Dies sind Wünsche, die jeder Sterbende hat. Und auch die Angehörigen und Freunde. Jeder /jede MUSS die Möglichkeit haben, sich zu Verabschieden! Stellt sich die nächste Frage: Wenn wir am Ende wissen, was wir wollen, warum lassen wir zu, dass sich Familie und Freunde und vor allem Kinder nicht verabschieden können? Man kann eine Verabschiedung nun wirklich nicht nachholen, dass sollte uns klar sein. Wer wären wir, um jemandem dies zu verwehren? Gott? Den Job hat schon ein anderer. 

Kommen wir zurück zu den Kids. Warum grenzen wir sie aus? Warum verweigern wir ihnen eine Verabschiedung? Na wohl aus den selben Gründen. Mann oder Frau müsste sich vorher selbst damit beschäftigen. Und als Steigerung: Mann oder Frau muss es den Kindern erklären. „Lieber nicht. Die verstehen es sowieso nicht!“ Falsch! Die verstehen es ganz genau. Selbst Babys registrieren, dass etwas nicht stimmt und werden unruhig. 3 mal darf Mann/Frau raten, was sich sterbende und hinterbliebene Kinder von uns Erwachsenen wünschen? Komisch … Überraschung: das gleiche wie Erwachsene! Sag mir die Wahrheit, Schmerzfreiheit, nicht allein Sterben!!!

All jene, die noch immer mit Interesse dem Text ihre Aufmerksamkeit teilen: meine Hochachtung! Sie scheinen wirklich interessiert zu sein .

Datenzeilen:
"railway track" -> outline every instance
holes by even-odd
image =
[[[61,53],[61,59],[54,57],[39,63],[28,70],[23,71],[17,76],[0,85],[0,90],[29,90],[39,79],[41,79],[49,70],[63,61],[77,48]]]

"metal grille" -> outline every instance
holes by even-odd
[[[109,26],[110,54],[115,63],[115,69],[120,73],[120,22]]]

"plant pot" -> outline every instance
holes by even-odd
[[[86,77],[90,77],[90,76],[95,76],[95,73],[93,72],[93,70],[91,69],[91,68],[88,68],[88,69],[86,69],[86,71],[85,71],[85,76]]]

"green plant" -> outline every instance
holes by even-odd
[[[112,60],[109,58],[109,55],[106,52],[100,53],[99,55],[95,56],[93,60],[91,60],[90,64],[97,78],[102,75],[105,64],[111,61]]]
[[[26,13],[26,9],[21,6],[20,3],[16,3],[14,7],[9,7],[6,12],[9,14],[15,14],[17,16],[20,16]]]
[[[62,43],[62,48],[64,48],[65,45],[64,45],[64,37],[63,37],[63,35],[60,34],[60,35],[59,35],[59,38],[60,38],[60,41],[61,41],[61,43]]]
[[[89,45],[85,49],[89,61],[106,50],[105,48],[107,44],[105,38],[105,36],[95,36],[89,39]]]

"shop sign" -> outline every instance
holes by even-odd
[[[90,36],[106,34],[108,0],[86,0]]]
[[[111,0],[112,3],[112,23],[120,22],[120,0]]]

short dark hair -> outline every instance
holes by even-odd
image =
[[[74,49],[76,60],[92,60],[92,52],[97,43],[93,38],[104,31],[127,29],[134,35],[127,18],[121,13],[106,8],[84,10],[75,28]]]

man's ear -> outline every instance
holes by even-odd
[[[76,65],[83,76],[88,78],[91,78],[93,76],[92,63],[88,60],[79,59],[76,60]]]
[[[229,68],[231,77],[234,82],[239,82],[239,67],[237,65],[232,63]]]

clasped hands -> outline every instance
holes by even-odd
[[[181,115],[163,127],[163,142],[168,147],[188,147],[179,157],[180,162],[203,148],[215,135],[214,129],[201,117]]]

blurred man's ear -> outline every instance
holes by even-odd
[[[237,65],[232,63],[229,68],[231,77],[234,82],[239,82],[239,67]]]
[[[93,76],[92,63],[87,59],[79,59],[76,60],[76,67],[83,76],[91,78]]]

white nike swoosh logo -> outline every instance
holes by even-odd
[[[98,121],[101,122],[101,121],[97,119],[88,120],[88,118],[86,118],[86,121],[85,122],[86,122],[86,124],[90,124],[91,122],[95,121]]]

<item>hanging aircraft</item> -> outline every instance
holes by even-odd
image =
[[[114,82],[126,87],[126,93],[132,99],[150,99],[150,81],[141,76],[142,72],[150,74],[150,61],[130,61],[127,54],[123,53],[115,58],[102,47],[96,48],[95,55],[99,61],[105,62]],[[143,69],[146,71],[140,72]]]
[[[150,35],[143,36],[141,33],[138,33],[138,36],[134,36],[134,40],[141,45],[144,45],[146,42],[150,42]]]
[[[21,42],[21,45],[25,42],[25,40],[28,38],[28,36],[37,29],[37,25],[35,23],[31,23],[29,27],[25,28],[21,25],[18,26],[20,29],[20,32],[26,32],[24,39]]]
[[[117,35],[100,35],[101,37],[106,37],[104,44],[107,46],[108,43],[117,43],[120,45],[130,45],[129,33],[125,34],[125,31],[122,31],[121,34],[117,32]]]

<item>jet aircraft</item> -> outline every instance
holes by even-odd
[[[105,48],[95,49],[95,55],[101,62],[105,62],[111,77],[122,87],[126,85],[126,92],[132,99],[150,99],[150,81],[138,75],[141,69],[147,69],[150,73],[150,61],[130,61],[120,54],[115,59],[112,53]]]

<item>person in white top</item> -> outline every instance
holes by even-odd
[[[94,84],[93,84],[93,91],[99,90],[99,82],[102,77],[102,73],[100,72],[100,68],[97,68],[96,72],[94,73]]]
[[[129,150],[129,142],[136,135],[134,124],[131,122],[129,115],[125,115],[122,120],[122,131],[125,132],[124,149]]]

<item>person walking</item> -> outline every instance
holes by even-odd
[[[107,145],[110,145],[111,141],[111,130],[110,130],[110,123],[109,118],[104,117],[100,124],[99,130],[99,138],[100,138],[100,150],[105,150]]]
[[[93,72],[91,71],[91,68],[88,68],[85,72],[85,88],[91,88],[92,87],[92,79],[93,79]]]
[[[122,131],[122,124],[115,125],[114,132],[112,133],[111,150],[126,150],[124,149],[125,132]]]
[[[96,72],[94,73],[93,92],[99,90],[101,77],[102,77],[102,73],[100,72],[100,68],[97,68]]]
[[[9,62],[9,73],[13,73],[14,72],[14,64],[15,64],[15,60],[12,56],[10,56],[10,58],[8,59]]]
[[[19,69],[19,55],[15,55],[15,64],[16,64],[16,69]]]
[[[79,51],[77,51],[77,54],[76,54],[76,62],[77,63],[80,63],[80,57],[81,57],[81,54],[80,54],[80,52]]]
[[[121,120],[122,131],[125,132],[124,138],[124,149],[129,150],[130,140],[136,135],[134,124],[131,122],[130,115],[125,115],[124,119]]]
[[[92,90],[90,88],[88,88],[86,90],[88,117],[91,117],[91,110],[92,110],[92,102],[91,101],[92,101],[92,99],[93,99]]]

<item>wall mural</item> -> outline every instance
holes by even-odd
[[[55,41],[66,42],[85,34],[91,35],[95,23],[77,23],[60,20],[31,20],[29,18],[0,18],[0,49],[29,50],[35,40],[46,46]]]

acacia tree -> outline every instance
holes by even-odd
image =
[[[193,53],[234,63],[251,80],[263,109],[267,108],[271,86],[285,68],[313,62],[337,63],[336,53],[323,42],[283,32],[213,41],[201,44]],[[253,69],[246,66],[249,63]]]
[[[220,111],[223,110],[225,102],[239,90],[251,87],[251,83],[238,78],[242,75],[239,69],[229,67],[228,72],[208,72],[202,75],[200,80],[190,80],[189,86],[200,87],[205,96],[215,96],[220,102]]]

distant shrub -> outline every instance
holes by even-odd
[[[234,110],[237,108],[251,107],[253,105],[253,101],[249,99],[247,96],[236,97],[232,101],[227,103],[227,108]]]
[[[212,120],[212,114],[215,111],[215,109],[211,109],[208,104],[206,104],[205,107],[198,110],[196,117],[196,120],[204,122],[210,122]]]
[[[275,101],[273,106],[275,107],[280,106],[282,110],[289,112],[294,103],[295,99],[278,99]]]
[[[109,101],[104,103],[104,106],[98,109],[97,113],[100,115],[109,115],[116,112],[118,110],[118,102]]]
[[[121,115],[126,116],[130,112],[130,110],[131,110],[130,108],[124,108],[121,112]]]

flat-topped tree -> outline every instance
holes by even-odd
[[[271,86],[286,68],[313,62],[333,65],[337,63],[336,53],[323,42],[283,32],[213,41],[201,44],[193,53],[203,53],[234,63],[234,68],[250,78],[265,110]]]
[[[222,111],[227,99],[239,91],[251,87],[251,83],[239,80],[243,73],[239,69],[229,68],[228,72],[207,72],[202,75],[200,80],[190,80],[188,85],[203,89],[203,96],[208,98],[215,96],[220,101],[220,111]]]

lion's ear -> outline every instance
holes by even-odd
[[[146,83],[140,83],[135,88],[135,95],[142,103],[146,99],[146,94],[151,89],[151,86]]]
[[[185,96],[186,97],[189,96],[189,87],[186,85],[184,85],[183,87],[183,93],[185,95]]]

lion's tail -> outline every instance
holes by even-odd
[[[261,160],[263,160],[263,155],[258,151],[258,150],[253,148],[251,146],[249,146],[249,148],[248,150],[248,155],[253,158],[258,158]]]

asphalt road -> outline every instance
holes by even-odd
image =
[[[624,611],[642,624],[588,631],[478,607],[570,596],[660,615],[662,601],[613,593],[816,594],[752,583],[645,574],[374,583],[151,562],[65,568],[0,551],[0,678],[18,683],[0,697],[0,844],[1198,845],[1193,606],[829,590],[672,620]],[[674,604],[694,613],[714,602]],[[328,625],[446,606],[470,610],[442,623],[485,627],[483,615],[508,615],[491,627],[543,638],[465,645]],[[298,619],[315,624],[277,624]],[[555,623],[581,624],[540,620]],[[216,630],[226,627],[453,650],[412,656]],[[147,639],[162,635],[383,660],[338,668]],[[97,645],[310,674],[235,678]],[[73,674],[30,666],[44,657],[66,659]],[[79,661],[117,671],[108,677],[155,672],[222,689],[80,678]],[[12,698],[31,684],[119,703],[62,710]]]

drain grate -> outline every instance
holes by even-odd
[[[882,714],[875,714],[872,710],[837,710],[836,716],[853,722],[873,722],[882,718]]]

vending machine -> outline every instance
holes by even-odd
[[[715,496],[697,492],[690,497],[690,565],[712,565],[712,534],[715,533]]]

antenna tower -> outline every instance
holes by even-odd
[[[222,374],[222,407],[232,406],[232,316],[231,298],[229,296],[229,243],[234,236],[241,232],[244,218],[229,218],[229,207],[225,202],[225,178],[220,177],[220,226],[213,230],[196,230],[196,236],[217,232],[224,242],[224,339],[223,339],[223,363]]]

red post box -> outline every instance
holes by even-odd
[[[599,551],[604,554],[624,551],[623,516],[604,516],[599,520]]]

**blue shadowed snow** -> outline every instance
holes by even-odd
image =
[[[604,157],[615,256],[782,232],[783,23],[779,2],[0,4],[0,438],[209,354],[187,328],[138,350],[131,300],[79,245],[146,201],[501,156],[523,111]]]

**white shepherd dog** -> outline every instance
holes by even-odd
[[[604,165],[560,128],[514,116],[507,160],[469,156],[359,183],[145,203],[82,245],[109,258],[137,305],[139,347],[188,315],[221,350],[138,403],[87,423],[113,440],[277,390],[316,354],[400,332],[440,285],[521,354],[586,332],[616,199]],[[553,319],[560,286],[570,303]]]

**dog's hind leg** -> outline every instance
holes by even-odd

* Aufgaben *
a) Gib aus dem Textauszug über das Abschiednehmen den Abschnitt wieder, der bei „Kommen wir zurück“ beginnt und bei „interessiert zu sein .“ endet.
b) Was wünschen sich sterbende und hinterbliebene Kinder laut dem Textauszug über das Abschiednehmen von Erwachsenen?
c) Führe den Textauszug über das Abschiednehmen im Anschluss an seinen letzten Satz weiter.
Die Einträge werden hier nicht benötigt.

* Antworten *
a)
Kommen wir zurück zu den Kids. Warum grenzen wir sie aus? Warum verweigern wir ihnen eine Verabschiedung? Na wohl aus den selben Gründen. Mann oder Frau müsste sich vorher selbst damit beschäftigen. Und als Steigerung: Mann oder Frau muss es den Kindern erklären. „Lieber nicht. Die verstehen es sowieso nicht!“ Falsch! Die verstehen es ganz genau. Selbst Babys registrieren, dass etwas nicht stimmt und werden unruhig. 3 mal darf Mann/Frau raten, was sich sterbende und hinterbliebene Kinder von uns Erwachsenen wünschen? Komisch … Überraschung: das gleiche wie Erwachsene! Sag mir die Wahrheit, Schmerzfreiheit, nicht allein Sterben!!!

All jene, die noch immer mit Interesse dem Text ihre Aufmerksamkeit teilen: meine Hochachtung! Sie scheinen wirklich interessiert zu sein .

b) Das Gleiche wie Erwachsene: die Wahrheit, Schmerzfreiheit und nicht allein zu sterben.

c)
Denn, jetzt kommen wir zu meinem Lieblingsthema, über das nun wirklich gar keiner reden will: Kinder und Begräbnis. Ja genau!                                                                                                                                                                                                                       Kinder gehen zum Begräbnis!  Egal wie alt! Das Begräbnis ist genauso eine Ehrerbietung wie die Taufe oder Geburt. „Möchtest du, ja genau du, dass dein Kind nicht zu deinem Begräbnis kommt?!... nein?“ Woher soll ein Kind, welches irgendwann erwachsen wird, den Umgang mit Tod und Trauer lernen, wenn es immer ferngehalten wird? Sterben gehört nun mal eindeutig zum Leben. Gibt es dazu andere Meinungen? Es scheitert an kindgerechten und ehrlichen Erklärungen! „besser man lernt den Umgang mit Begräbnis, Tod und Trauer bei nicht so Nahestehenden, als dann bei der eigenen Mutter“. (jetzt sollte man eindeutig beipflichten ). Stopp!! Also falls jetzt jemand auf die Idee kommt zu meinen: „das lassen wir das Kind entscheiden“, der bekommt leider wieder ein: echt jetzt?! Ein Kind darf plötzlich entscheiden, ob es zu so einem wichtigen Ereignis mitgeht? Es darf aber nicht entscheiden, ob es am Abend Zähne putz oder nicht? Einfach mal nachdenken!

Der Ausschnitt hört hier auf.